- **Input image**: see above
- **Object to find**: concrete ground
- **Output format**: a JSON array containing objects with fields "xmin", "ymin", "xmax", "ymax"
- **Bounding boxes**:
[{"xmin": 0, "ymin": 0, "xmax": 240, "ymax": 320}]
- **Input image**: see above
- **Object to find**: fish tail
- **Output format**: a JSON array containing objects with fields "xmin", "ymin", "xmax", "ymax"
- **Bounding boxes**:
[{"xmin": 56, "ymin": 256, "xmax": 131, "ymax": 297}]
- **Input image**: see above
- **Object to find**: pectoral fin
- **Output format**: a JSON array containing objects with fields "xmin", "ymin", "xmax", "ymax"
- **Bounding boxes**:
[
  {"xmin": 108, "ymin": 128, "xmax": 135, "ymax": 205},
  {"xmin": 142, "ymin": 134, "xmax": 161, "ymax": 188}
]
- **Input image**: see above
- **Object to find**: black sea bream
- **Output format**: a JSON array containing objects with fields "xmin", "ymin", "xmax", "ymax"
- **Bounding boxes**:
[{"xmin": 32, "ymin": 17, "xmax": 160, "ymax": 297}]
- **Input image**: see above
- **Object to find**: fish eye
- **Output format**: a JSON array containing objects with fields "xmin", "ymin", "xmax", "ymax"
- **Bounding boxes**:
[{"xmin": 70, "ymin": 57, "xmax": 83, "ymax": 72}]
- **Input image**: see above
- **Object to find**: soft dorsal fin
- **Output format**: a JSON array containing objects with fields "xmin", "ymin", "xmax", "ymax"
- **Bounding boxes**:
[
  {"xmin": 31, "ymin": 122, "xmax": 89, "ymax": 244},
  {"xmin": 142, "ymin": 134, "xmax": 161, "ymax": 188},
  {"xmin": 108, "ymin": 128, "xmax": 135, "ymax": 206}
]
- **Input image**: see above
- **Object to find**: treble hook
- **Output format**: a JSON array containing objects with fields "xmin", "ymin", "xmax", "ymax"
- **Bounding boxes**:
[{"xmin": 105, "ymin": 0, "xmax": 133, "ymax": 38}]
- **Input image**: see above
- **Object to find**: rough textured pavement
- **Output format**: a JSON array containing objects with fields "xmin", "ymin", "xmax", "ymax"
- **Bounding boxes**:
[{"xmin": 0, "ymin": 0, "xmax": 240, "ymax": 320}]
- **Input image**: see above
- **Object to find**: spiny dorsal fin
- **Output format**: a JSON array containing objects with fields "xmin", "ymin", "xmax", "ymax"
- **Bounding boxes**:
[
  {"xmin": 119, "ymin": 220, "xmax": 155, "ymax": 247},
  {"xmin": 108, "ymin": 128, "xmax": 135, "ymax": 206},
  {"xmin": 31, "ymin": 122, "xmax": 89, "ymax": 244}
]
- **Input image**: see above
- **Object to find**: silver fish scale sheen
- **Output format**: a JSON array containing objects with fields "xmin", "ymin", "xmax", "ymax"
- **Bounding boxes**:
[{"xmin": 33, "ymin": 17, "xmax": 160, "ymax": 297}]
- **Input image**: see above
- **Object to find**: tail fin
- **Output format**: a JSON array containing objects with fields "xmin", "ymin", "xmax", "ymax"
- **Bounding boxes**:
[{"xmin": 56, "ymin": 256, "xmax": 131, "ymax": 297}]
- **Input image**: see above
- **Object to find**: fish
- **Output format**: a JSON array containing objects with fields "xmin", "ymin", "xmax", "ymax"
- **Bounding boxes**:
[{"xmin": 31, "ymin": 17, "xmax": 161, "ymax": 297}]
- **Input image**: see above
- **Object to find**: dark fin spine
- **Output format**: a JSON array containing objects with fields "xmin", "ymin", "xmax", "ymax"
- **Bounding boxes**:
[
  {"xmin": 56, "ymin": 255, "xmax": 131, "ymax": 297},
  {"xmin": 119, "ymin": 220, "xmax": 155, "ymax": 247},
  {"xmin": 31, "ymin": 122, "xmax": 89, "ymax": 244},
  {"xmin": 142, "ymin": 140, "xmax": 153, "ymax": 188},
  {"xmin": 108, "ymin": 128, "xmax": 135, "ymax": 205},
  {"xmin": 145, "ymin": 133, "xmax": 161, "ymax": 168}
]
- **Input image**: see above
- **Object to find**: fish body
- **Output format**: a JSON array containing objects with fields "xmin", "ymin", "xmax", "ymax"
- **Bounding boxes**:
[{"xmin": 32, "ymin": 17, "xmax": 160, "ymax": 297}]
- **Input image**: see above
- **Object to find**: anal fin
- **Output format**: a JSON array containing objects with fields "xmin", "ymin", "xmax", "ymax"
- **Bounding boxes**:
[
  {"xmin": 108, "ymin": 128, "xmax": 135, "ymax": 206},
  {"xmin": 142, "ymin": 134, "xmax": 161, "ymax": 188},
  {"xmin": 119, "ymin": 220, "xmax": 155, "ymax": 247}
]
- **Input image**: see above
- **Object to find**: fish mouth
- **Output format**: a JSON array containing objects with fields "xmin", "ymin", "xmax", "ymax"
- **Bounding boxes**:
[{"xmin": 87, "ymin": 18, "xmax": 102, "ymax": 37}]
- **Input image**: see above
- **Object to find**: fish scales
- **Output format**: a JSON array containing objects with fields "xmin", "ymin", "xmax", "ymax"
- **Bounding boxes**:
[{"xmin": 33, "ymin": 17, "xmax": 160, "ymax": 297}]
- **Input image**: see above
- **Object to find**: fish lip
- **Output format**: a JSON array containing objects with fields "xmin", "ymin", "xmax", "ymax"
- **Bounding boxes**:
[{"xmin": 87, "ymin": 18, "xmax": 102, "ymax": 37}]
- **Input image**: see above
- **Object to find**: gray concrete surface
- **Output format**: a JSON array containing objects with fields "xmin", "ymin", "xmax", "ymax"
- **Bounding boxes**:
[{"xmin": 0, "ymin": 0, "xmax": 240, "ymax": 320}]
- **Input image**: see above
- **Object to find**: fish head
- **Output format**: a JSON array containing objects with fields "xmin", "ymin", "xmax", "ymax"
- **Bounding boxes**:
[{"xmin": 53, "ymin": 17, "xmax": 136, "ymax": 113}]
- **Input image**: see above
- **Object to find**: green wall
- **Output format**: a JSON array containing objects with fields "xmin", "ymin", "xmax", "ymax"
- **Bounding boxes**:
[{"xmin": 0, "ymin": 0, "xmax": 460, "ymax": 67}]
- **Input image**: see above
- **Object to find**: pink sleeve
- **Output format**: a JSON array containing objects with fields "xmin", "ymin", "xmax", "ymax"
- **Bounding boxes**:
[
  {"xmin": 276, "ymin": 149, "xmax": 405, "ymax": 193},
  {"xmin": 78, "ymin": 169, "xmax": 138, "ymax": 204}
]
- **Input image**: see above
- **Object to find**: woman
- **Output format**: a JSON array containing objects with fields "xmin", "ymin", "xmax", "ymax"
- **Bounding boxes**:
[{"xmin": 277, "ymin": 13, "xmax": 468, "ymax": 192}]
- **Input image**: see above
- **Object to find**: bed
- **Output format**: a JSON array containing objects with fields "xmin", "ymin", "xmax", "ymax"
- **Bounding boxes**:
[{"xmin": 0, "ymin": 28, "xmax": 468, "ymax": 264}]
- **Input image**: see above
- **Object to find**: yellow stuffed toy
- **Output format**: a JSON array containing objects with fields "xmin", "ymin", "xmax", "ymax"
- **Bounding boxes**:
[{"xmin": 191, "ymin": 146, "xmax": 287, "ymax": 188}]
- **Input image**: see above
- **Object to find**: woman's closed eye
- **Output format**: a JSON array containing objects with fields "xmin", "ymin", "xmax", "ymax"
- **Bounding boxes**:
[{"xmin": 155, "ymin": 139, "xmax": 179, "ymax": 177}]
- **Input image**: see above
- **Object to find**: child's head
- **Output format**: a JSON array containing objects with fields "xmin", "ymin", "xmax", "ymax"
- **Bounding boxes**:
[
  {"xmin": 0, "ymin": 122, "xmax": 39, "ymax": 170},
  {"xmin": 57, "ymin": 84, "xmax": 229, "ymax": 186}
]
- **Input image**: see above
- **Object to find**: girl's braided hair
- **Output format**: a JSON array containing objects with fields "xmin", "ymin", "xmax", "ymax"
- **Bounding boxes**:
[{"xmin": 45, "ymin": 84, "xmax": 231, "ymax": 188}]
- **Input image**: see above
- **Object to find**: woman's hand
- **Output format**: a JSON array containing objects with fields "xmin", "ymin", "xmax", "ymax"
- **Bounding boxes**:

Short exercise
How many lines of the records contain the string "fish"? Case counts, and the reply should be the number alone.

Response to the exercise
9